Instructions to follow:
Pull out every one of the records below and reproduce each line word for word, without changing anything.

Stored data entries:
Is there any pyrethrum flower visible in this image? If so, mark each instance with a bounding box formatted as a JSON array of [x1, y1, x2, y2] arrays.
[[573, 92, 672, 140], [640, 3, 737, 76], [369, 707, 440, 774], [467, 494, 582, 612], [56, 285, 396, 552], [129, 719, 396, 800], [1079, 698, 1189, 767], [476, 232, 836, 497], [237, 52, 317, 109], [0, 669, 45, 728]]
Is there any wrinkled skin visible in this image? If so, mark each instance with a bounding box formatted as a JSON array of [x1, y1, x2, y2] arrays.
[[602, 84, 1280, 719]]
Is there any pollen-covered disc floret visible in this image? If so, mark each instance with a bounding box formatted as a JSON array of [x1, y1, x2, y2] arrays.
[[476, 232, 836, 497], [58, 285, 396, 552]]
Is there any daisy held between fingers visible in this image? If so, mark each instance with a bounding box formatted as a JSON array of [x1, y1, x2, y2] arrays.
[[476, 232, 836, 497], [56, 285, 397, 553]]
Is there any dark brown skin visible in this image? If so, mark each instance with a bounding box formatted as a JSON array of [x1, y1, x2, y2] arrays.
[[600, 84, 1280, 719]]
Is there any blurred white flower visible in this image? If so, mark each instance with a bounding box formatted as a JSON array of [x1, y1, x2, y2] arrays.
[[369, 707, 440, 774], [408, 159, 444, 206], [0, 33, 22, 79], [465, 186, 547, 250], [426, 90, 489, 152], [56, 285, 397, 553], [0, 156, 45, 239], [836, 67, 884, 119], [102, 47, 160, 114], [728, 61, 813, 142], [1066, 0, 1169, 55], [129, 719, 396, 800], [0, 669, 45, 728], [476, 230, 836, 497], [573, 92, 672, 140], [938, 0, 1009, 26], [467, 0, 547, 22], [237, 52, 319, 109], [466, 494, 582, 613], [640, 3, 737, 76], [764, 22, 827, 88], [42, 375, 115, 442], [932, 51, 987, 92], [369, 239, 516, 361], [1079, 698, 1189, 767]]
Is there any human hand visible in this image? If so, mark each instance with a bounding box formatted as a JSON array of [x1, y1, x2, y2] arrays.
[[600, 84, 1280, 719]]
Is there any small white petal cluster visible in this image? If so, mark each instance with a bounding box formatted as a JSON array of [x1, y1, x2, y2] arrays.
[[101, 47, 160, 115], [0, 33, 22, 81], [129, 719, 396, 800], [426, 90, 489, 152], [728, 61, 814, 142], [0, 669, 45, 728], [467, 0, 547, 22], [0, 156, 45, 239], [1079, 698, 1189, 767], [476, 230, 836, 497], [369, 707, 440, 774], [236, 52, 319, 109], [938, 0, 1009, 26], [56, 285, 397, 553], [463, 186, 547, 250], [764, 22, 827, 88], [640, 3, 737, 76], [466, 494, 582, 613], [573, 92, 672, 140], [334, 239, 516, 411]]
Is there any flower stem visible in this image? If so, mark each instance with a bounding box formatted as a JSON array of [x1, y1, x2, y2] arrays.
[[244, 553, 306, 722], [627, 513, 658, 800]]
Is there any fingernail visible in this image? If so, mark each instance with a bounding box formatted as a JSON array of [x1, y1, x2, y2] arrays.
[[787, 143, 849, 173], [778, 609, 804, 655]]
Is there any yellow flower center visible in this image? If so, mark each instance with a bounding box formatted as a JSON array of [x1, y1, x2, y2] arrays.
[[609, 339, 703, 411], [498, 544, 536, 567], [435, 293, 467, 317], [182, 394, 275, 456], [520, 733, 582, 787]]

Solved exercise:
Is there any pyrethrum flower visible in this image? If so, mark each instance with a bounding box formatted as a JSON array of [x1, y1, x2, y2] arrays.
[[573, 92, 672, 140], [640, 3, 737, 76], [369, 707, 440, 774], [467, 494, 582, 612], [56, 285, 396, 552], [129, 719, 396, 800], [1079, 698, 1189, 767], [476, 232, 836, 497], [237, 52, 317, 109], [0, 669, 45, 728]]
Is there any wrinkled skin visible in this image? If so, mark each instance with a bounding box formatted as a JSON array of [x1, y1, x2, y2] arrays.
[[602, 84, 1280, 719]]
Is there any pollen-covered disc floret visible in this image? If so, mark each instance with a bounding box formatted as a JSON array of [x1, y1, x2, y2] arrays.
[[476, 232, 836, 497], [58, 285, 396, 552]]
Is there any daisy held between fingers visible in this image? If so, mark each instance with a bounding box formatted as a JSON array of [x1, y1, x2, y2] arrays.
[[476, 232, 836, 497], [56, 285, 397, 553]]
Is there any dark brown skin visible in this image? If so, mark each instance with a bounding box formatted as a JSON array of [x1, y1, x2, y2] arrays.
[[600, 84, 1280, 719]]
Is there any blurred white flower visible in this image? If so, mark each instance with a bounding box formatted as a JSON array of [x1, y1, x2, y2] arrays.
[[369, 707, 440, 774], [408, 159, 444, 206], [0, 33, 22, 79], [465, 186, 547, 250], [426, 90, 489, 152], [56, 285, 397, 553], [0, 156, 45, 239], [836, 67, 884, 119], [102, 47, 160, 114], [728, 61, 813, 142], [1066, 0, 1169, 55], [129, 719, 396, 800], [0, 669, 45, 728], [476, 230, 836, 497], [573, 92, 672, 140], [938, 0, 1009, 26], [467, 0, 547, 22], [237, 52, 319, 109], [466, 494, 582, 613], [640, 3, 737, 76], [764, 22, 827, 88], [42, 375, 115, 442], [932, 51, 987, 92], [369, 239, 516, 361], [1079, 698, 1189, 767]]
Is there any human hand visible in this image? If so, mark each instance with a bounding box formatted as a JSON array of [x1, y1, x2, y2] arrays.
[[600, 84, 1280, 719]]
Is there any small white petal cluster visible in this image? If so, mark each instance with a bounding box formatted as a JSON array of [x1, y1, x2, y2] arrays.
[[101, 47, 160, 115], [0, 33, 22, 81], [129, 719, 396, 800], [426, 90, 489, 152], [728, 61, 814, 142], [0, 669, 45, 728], [467, 0, 547, 22], [0, 156, 45, 239], [1079, 698, 1189, 767], [476, 230, 836, 497], [369, 707, 440, 774], [236, 52, 319, 109], [938, 0, 1009, 26], [56, 285, 397, 553], [463, 186, 547, 250], [764, 22, 827, 88], [640, 3, 737, 76], [466, 494, 582, 613], [573, 92, 672, 140], [334, 239, 516, 411]]
Is there any flower stem visible in this image? If so, mark each instance with a bounding box formatted as a JSON array of [x1, y1, x2, y2] arrays.
[[244, 553, 306, 722], [627, 513, 658, 800]]
Is there any fingernail visible in this image? If so, mark each instance with a bounding box formatted as a JSON array of [x1, y1, x2, y2] arrays.
[[787, 143, 849, 173], [778, 609, 804, 655]]
Is there any yellow flower center visible in this image? If so, mark each instance with a bounding box formatted as a JSON array of [x1, y1, x2, y2] arrays.
[[609, 339, 703, 411], [498, 544, 536, 567], [435, 293, 467, 317], [182, 394, 275, 456], [520, 733, 582, 787]]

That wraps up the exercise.